▶ **Task to carry out**
Copy out the lines below that hold the word "chair".

▶ **Dataset records**
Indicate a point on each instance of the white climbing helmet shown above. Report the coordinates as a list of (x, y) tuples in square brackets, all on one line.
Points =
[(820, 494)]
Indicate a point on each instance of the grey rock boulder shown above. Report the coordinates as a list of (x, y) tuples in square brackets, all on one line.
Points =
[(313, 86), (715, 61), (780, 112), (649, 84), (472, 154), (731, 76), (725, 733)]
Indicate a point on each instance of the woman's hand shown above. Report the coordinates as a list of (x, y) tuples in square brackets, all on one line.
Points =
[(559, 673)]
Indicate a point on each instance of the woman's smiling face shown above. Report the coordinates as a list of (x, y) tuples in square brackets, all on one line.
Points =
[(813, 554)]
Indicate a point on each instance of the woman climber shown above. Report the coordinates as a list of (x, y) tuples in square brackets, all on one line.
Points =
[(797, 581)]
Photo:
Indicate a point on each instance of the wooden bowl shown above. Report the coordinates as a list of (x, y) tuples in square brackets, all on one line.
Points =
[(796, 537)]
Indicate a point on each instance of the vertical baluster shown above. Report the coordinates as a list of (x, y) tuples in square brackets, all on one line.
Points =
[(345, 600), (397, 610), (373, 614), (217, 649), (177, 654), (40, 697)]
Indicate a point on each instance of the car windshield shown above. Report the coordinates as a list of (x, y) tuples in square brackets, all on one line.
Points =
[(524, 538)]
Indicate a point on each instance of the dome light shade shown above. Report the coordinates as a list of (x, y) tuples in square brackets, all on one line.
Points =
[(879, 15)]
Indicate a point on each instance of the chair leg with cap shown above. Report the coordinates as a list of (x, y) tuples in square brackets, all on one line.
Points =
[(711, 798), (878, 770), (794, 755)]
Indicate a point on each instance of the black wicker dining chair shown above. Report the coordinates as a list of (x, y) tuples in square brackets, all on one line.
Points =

▶ **Answer**
Indicate a point on each instance of the chair leg with cap shown above. Report the coordinates as a list of (x, y) tuples in square brackets, all on one line.
Indicate a point on each instance of the black wicker dining chair shown above. Report the coordinates as a list of (x, y) tuples in square brackets, all on one line.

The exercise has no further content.